## TEXT TO READ
........

A blend of street performance and social activism whose logo is a mash-up of Burger King and a Mayan glyph, the Grass Whopper offers a literal taste of the irreverent, provocative energy coursing through Mexico City’s art scene right now. Do-it-yourself is the mantra – whether opening a gallery, starting a fair, building a museum or challenging conventional wisdom.
A communal, frontier sensibility permeates Mexico City’s expanding art scene, an instinctive turning away from international trends to highlight the unique creativity and traditions of their centuries-old culture – along with a canny sense of how to position themselves in the larger contemporary art world at a time when concepts of periphery and centre are changing.
Over the past decade, the city has become a major destination on the international art circuit, with visitors lured by two new museums – the Jumex and the Soumaya, each founded by a private collector; two art fairs, the venerable Zona Maco and the upstart Material; a biannual cultural/cuisine/design festival in the Roma Condesa neighbourhood and a growing number of internationally-known art spaces.
For the culturally-oriented traveller, this transformation represents a sea change. Until recently, Mexico City’s major cultural attractions all focused on the past – its pre-Hispanic civilisations, the colonial era and the Modernist movements of the last century. Its burgeoning contemporary scene means that now you can experience the whole story.

........

## LISTED ENTRIES
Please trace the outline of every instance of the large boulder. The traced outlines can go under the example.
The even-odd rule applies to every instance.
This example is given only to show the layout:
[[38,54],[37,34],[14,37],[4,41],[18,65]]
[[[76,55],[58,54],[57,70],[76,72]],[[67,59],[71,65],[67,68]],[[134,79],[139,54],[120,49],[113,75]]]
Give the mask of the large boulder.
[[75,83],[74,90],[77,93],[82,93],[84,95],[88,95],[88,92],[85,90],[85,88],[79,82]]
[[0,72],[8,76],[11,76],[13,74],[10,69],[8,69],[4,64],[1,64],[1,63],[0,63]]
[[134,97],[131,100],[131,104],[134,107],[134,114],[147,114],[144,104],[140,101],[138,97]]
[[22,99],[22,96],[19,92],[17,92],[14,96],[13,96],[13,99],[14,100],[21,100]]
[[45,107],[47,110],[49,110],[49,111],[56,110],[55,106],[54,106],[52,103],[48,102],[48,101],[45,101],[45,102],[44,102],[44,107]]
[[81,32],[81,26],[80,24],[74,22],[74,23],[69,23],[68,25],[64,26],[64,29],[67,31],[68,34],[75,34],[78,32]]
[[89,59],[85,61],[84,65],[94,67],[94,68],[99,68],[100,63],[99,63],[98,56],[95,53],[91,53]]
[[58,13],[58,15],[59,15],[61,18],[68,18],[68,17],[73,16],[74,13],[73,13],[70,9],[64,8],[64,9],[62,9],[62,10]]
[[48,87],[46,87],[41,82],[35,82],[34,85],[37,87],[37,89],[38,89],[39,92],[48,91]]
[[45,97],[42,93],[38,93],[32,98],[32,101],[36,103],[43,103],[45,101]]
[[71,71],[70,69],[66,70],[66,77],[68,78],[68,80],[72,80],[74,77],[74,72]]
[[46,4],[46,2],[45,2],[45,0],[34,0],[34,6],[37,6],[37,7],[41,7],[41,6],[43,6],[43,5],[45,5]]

........

## COMPLETE THE FOLLOWING
• A. Answer these questions using the passage on Mexico City's art scene.
(i) Which two museums, each founded by a private collector, draw visitors to the city?
(ii) What are the names of the city's two art fairs?
(iii) Until recently, which three periods or movements did the city's major cultural attractions focus on?
• B. Carry on the passage about Mexico City's art scene from the point where it stops.
The entries have no role in this work.

## OUTPUTS BY TASK
• A.
(i) The Jumex and the Soumaya.
(ii) Zona Maco and Material.
(iii) Its pre-Hispanic civilizations, the colonial era, and the Modernist movements of the last century.

• B.
THE TIZOC STONE FROM THE AZTEC CAPITAL OF TENOCHTITLÁN IS A HIGHLIGHT AT THE MUSEO NACIONAL DE ANTROPOLOGÍA.
PHOTOGRAPH BY LISETTE POOLE.

THE ANCIENT STATUE XOCHIPILLI, GOD OF FINE ART, AWAITS AT THE MUSEO
NACIONAL DE ANTROPOLOGÍA. PHOTOGRAPH BY LISETTE POOLE.
Start with the amazing Museo Nacional de Antropología, where the trajectory of Mexican creativity unfolds from man’s origins through the Maya, Olmecs, Aztecs and numerous other cultures that thrived here long before Europeans arrived. They were incredible artists, making everything from vast stone altars to ingenious toys. Mexico’s civilisations instilled their objects with power and awe, whether they were intended for prayer, play, cooking, trade, war or burying their dead and imagining the beyond. Their imagery reverberates across Mexican culture today, from giant grinning street-art skulls to the Aztec-inspired gods and monsters in Daniel Guzmán’s recent show of drawings at Kurimanzutto gallery.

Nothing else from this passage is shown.